The records:

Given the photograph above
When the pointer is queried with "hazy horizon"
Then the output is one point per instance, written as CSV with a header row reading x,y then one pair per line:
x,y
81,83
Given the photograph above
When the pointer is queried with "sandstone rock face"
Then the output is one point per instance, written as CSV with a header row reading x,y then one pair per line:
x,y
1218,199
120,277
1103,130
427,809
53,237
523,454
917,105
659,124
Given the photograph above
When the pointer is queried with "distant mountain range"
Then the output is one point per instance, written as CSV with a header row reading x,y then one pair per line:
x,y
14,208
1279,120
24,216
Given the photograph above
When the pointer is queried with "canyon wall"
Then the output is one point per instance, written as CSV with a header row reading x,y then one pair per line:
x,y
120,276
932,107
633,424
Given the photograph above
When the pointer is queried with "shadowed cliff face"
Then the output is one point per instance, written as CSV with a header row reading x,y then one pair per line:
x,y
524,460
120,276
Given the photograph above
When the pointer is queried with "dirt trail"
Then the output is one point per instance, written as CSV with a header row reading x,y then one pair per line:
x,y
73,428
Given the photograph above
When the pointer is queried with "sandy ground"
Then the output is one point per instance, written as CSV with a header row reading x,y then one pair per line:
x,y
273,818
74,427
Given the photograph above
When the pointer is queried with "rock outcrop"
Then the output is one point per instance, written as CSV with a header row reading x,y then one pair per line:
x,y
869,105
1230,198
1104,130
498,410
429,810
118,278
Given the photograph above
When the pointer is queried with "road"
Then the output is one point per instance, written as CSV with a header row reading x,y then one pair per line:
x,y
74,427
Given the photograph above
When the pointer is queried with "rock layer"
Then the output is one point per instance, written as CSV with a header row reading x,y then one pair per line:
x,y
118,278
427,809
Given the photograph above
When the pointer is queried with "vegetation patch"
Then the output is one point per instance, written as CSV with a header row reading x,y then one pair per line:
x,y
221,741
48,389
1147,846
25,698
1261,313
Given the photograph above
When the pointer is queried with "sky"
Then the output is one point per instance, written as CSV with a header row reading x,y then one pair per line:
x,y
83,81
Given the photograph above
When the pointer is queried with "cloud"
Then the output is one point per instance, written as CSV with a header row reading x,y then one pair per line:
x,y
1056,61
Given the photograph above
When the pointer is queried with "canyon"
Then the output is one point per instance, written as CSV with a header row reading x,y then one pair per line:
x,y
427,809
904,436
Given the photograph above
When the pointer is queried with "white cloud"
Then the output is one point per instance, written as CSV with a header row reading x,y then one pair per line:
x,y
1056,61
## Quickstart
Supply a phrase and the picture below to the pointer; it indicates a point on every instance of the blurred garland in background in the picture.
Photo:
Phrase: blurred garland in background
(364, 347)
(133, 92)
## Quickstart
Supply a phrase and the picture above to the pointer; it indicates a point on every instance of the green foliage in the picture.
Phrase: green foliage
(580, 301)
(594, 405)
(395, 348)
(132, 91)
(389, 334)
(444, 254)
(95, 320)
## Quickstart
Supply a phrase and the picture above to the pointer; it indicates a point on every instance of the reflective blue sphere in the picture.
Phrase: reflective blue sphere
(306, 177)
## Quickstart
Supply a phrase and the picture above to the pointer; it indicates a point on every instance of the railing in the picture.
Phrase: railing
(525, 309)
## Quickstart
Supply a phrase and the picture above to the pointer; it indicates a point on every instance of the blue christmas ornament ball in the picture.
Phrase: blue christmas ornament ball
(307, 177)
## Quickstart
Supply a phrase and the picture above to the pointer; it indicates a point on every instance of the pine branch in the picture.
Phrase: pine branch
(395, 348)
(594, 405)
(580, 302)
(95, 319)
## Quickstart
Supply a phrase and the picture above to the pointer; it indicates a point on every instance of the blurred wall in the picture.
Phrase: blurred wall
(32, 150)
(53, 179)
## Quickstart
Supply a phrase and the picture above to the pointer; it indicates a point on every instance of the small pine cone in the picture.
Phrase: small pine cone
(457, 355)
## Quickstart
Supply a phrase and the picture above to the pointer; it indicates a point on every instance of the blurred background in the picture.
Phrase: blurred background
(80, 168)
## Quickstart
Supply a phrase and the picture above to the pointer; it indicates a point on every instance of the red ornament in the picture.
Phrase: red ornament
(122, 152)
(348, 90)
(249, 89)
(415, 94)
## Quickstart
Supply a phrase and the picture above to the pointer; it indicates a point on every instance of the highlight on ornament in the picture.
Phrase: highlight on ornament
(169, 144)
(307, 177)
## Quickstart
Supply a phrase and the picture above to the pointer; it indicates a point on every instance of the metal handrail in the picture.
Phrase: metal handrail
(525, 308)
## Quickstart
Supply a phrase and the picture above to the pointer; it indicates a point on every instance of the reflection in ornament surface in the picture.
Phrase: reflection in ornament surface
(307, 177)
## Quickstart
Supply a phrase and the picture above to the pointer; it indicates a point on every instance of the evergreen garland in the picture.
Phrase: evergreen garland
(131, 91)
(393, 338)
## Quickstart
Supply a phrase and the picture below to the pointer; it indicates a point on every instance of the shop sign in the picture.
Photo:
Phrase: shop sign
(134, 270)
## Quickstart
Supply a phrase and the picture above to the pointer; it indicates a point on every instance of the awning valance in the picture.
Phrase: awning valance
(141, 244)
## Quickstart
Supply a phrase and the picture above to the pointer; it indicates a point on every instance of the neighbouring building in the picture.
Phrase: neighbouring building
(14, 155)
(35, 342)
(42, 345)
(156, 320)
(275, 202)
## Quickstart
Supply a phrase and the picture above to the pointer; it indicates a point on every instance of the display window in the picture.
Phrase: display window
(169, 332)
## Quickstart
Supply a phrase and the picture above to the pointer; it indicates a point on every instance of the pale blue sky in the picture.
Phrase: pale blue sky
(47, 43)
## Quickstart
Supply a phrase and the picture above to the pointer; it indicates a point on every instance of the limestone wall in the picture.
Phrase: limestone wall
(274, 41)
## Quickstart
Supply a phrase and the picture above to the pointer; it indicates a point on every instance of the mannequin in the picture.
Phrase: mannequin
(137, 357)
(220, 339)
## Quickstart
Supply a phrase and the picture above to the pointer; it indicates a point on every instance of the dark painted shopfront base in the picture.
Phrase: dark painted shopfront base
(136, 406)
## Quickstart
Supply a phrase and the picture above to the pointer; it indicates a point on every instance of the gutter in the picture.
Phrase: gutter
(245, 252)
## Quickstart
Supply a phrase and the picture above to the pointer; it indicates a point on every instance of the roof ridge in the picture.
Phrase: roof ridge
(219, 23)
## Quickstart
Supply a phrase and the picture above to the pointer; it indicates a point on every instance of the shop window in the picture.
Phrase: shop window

Instructions for the task: Gather each line of the entries that contains the string "evergreen". Matches must have the same case.

Result of the task:
Supply a phrase and the picture above to the pointer; it indicates a point on every instance of the evergreen garland in the picture.
Phrase: evergreen garland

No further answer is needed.